• **Point annotations for photos**:
— BEGIN —

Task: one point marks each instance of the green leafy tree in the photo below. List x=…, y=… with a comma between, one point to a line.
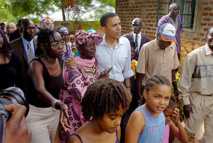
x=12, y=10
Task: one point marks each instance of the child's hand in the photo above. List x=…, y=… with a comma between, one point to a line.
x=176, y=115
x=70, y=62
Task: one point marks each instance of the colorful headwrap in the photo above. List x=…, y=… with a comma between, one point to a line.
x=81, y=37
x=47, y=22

— END —
— BEGIN —

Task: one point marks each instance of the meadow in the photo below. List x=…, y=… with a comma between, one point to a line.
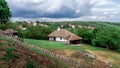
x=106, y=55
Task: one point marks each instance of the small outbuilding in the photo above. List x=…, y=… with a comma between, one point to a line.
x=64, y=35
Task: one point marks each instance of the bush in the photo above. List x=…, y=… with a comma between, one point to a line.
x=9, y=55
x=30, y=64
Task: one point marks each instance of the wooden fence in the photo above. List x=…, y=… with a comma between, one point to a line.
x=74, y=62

— END —

• **Set task**: Pick out each line in the records above that contains the word "below" and copy those lines in full.

• **Task result**:
Task: one point marks each instance of the green leafy tree in the photo below. List x=…, y=… with a comma between, one point to a line.
Task: one point marks each instance of the meadow in the photo below. List x=…, y=… with a comma between, one point to a line.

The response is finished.